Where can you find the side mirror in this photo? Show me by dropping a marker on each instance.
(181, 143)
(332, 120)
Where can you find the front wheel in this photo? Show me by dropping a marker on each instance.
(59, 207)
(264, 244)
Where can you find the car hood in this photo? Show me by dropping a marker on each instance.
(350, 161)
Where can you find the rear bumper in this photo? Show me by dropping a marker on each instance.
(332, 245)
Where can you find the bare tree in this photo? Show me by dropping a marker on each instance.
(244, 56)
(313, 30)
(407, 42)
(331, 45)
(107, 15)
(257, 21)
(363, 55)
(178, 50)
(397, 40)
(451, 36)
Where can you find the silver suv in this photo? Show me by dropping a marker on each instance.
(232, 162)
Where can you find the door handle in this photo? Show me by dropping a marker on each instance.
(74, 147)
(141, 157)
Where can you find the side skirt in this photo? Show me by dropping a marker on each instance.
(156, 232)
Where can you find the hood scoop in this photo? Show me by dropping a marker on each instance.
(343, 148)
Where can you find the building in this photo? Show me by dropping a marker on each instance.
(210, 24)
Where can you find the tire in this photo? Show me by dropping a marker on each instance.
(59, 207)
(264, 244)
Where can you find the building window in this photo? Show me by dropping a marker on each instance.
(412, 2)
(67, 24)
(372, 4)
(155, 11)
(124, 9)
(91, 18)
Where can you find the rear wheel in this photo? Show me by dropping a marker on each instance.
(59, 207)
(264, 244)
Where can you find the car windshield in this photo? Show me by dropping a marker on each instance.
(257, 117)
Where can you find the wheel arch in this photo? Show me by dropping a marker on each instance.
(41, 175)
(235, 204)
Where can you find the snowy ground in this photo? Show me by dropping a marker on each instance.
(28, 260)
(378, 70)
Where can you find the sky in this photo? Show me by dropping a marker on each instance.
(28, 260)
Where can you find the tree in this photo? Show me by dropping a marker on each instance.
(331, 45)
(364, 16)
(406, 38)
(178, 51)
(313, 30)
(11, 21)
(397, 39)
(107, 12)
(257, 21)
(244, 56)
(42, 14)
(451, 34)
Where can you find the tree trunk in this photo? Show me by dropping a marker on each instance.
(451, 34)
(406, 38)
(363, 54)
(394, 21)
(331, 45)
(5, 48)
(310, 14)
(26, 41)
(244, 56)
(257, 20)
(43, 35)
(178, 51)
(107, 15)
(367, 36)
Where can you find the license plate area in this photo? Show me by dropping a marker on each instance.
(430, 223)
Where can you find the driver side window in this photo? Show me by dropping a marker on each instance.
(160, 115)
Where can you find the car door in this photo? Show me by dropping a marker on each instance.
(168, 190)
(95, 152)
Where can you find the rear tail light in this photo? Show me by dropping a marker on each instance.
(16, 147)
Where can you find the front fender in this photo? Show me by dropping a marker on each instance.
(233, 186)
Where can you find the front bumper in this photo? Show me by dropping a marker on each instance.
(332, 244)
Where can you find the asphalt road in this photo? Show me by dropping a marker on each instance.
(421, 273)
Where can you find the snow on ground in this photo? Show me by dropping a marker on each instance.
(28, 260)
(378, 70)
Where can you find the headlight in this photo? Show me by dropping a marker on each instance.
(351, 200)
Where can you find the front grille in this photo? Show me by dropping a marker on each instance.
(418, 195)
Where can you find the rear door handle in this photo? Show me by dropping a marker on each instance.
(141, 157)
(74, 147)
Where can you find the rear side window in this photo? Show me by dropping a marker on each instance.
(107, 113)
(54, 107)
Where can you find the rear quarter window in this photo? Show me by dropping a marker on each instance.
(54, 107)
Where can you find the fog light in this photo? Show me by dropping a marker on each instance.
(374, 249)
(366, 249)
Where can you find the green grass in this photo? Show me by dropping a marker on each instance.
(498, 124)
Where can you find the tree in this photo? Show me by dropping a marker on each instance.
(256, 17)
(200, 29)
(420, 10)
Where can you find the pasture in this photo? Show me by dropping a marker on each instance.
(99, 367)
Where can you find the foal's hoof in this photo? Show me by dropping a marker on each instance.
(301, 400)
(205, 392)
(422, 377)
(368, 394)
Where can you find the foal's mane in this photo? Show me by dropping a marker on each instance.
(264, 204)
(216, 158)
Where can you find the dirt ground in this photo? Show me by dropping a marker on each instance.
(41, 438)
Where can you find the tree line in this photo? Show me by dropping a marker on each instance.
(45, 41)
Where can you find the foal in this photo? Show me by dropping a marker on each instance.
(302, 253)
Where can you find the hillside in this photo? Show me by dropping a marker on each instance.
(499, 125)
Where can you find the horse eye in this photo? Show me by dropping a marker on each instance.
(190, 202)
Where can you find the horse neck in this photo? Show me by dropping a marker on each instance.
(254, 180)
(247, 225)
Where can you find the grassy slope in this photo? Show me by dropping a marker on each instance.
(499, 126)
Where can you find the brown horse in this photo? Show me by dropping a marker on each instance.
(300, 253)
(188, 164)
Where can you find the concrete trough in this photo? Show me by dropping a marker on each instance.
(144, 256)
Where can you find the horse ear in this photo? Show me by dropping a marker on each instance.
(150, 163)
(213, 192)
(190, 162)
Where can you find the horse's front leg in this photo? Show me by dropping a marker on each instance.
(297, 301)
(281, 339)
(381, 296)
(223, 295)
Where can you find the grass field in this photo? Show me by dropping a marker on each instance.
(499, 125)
--
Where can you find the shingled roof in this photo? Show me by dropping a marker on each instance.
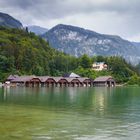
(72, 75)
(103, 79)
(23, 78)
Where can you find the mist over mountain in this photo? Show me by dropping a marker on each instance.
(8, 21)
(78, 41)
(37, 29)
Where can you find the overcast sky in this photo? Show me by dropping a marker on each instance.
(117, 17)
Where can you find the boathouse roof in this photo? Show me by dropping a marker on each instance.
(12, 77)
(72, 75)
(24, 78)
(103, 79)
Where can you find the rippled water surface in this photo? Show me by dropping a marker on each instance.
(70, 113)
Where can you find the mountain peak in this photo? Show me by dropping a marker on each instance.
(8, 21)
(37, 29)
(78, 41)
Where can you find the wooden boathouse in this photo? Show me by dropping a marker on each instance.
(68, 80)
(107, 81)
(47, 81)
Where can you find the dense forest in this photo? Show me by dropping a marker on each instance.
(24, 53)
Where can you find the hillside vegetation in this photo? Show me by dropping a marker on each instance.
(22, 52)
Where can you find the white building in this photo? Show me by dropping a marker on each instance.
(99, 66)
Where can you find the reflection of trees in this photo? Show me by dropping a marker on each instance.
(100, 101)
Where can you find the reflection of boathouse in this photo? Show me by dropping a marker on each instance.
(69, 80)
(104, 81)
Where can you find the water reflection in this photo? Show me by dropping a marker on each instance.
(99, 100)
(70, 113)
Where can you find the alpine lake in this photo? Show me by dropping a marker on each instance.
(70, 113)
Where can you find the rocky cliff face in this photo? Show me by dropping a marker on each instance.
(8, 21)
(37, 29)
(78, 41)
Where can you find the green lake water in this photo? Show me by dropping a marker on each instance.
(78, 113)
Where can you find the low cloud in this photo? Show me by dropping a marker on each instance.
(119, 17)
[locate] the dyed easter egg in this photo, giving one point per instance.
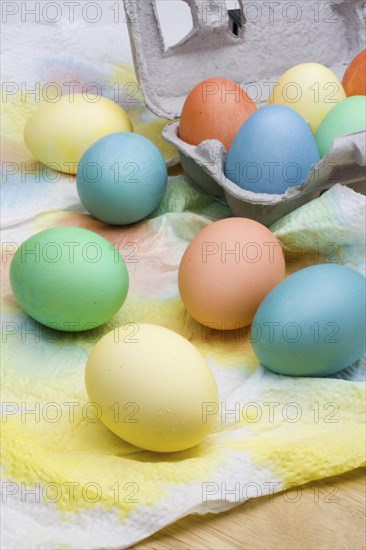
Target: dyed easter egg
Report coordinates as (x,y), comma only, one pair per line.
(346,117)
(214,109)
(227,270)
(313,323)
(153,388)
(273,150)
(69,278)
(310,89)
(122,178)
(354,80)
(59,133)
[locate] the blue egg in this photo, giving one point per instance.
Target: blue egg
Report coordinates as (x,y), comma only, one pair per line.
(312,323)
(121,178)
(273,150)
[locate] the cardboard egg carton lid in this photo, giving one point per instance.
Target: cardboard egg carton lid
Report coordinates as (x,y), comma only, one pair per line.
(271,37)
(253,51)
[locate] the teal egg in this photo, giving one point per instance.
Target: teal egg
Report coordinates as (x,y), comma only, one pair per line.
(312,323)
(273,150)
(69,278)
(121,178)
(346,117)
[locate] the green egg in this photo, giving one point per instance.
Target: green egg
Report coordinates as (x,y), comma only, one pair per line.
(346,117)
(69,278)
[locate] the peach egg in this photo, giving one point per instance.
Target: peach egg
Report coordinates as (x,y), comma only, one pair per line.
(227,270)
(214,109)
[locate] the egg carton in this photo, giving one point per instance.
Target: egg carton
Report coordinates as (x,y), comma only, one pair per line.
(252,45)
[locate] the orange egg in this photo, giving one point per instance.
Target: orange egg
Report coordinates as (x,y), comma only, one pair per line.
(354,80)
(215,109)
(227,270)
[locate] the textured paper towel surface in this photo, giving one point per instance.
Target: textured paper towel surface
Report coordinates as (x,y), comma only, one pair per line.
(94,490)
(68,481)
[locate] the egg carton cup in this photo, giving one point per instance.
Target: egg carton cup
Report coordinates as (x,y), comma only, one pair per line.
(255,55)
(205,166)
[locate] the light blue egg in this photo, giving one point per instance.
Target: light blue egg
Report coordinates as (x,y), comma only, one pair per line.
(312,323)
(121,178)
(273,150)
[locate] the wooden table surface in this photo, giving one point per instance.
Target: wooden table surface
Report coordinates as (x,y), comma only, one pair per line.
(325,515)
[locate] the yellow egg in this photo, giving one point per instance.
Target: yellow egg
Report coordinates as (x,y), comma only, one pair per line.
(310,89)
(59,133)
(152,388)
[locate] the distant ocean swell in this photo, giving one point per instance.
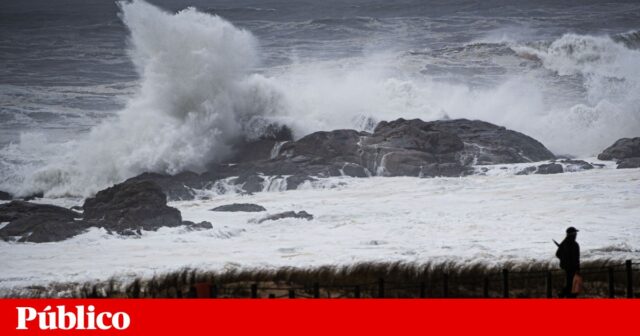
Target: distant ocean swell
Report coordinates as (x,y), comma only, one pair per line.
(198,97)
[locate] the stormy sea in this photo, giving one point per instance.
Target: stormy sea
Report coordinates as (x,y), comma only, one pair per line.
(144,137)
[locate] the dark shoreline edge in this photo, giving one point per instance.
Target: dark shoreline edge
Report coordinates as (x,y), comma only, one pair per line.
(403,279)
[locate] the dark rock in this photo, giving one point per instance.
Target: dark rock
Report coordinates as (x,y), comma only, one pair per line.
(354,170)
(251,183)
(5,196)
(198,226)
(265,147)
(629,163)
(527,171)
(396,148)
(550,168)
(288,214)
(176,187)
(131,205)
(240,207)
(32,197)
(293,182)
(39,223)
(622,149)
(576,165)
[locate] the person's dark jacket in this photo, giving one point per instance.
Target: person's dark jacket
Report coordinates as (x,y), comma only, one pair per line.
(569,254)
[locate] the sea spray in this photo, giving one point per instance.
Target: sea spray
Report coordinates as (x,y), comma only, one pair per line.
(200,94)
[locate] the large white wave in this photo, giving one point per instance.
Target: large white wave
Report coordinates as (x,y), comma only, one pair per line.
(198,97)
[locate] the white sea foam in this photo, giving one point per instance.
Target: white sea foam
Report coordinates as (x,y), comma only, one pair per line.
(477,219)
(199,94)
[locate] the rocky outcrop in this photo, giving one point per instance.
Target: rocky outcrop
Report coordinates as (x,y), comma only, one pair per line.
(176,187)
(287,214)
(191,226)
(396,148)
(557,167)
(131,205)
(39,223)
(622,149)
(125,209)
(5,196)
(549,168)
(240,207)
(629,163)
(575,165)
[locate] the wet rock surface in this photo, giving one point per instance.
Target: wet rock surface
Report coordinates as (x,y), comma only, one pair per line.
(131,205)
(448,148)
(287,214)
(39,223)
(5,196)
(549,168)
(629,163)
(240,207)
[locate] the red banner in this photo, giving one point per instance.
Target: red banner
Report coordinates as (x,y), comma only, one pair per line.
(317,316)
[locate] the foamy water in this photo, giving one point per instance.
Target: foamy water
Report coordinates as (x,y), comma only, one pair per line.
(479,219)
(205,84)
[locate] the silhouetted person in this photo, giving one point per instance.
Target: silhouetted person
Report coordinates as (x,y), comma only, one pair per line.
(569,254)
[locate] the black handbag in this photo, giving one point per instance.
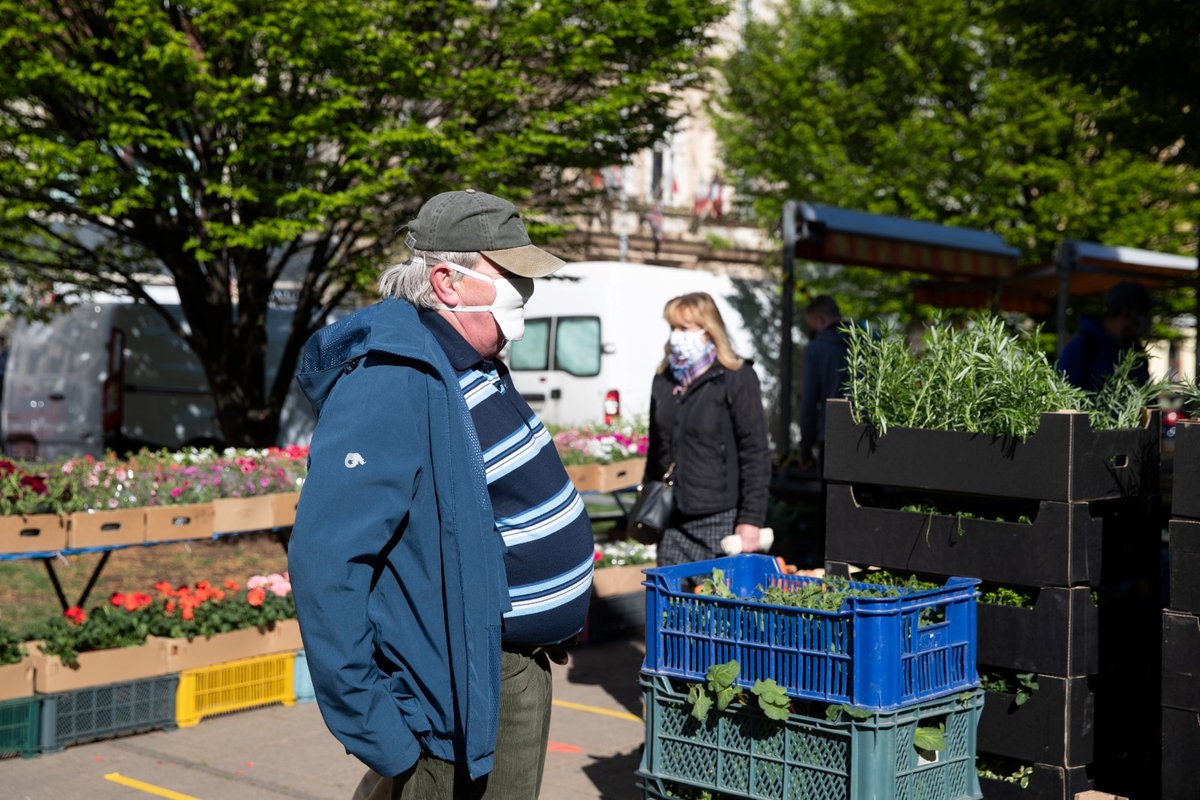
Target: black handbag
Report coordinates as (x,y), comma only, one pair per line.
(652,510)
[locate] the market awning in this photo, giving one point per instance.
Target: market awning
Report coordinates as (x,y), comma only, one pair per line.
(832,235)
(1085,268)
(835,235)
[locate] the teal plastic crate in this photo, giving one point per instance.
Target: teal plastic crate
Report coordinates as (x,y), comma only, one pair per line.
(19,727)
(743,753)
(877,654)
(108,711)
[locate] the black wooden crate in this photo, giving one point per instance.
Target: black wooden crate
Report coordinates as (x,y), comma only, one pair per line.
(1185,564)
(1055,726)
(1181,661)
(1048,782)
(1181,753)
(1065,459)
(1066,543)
...
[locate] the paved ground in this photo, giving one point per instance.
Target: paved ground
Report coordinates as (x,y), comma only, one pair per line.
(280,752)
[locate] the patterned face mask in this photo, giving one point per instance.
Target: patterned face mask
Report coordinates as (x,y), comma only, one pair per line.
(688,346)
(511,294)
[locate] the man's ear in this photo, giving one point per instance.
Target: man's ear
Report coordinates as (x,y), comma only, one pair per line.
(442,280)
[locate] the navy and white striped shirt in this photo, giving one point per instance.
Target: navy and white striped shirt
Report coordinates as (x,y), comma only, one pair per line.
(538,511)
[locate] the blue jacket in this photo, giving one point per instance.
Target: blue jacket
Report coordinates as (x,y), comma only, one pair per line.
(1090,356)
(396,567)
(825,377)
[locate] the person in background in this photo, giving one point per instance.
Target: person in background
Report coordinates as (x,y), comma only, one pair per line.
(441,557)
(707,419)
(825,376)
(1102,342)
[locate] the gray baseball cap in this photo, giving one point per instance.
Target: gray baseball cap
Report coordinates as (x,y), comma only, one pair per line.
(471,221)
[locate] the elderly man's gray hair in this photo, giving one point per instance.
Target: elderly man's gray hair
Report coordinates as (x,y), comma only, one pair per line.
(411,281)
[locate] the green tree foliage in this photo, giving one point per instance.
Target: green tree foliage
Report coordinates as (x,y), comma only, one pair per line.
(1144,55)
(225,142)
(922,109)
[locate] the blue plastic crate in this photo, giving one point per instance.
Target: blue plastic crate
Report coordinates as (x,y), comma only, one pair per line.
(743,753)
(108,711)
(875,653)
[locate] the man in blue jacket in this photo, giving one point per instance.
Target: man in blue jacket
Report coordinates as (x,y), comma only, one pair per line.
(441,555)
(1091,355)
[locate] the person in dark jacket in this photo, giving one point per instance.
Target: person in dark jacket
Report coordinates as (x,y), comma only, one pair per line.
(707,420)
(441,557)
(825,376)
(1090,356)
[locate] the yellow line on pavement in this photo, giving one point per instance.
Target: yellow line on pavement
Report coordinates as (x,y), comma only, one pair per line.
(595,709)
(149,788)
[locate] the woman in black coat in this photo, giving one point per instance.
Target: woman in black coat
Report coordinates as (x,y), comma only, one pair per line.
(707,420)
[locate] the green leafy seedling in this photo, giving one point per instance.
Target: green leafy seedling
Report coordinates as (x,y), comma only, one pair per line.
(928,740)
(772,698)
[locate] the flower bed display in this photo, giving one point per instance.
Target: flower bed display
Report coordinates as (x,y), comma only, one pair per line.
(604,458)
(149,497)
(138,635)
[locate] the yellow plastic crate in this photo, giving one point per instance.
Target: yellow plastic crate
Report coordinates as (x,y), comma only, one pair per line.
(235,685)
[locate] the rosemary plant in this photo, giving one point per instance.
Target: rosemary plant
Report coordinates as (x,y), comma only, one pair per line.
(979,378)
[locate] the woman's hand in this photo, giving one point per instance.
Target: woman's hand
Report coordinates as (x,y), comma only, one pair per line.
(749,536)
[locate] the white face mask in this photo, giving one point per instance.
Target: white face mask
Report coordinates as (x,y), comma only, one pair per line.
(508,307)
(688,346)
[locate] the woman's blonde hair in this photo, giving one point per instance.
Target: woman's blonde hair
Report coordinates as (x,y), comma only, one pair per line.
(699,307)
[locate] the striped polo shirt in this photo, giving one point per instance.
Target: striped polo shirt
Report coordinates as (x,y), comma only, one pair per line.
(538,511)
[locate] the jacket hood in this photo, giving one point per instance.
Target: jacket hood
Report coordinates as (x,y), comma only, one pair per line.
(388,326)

## TO DO
Please extract each line from the rows above that contains the word "hair".

## THE OUTPUT
[locate] the elderly man's gray hair in this photo, giving one point per instance.
Target: elderly man's gray hair
[locate] the woman's blonde hair in this photo, giving one point per instance.
Target: woman's blonde hair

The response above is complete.